- _To be done_
• A. Name every person mentioned by name in the news item about Rajon Rondo's injury.
• B. For each statement below, say whether it agrees with the news item about Rajon Rondo's injury. Answer yes or no, and quote the words that decide it: (i) Rondo's fractured thumb is on his right hand. (ii) The Bulls play Game 6 away from home. (iii) Rondo played in Game 5.

- _Document segment_
--------

No. 1: Rondo ruled out for Game 6 — The Chicago Bulls are staring down elimination tonight in Game 6 at home against the Boston Celtics (8 ET, ESPN). Bulls point guard Rajon Rondo flirted with the idea of playing in Game 5, but that didn’t happen and now it looks like Game 6 is a no-go for him as well. Mark Murphy of the Boston Herald has more:
Bulls coach Fred Hoiberg wasn’t just being cautious when he said the return of Rajon Rondo was a “longshot” on Wednesday night.
The team announced yesterday that the point guard, looking more and more like the prime reason the Bulls won Games 1 and 2, will not play tonight in Game 6 due to lack of improvement in his fractured right thumb.
…
“He’s a really good player — certainly they’ll run an action or two when he’s on the court versus when he’s off of it,” Brad Stevens said before last night’s practice at the United Center, “but it’s not going to change how we play at either end of the floor. As we evaluated after Game 2, we determined a course of action, before we knew he was out.”
Bradley remembers well another time when Rondo played with an immobilized arm, after a yank from then-Miami guard Dwyane Wade dislocated his left elbow. Rondo played two games with the injured arm essentially dangling by his side.

--------

- _Record set_
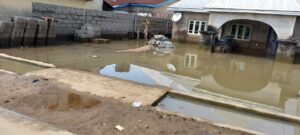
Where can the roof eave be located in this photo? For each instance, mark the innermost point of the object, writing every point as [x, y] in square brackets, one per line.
[187, 10]
[274, 12]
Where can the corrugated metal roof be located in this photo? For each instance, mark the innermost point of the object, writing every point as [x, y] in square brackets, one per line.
[189, 5]
[283, 7]
[265, 5]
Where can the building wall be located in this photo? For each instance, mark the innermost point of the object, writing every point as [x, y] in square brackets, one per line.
[24, 7]
[283, 25]
[180, 28]
[296, 34]
[112, 24]
[259, 34]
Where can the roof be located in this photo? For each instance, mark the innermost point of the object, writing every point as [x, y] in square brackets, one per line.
[189, 5]
[142, 3]
[282, 7]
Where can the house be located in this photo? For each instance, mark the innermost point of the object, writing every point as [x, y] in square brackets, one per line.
[24, 7]
[269, 27]
[155, 8]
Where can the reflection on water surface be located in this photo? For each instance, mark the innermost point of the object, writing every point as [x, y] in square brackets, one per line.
[254, 79]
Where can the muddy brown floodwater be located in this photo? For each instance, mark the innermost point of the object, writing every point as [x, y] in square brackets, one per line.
[83, 114]
[188, 67]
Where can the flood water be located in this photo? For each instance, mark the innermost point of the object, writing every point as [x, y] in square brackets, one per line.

--------

- _Answers for this exercise_
• A. Rajon Rondo, Mark Murphy, Fred Hoiberg, Brad Stevens, Bradley, Dwyane Wade

• B.
(i) Yes: "due to lack of improvement in his fractured right thumb."
(ii) No: "The Chicago Bulls are staring down elimination tonight in Game 6 at home against the Boston Celtics"
(iii) No: "flirted with the idea of playing in Game 5, but that didn’t happen"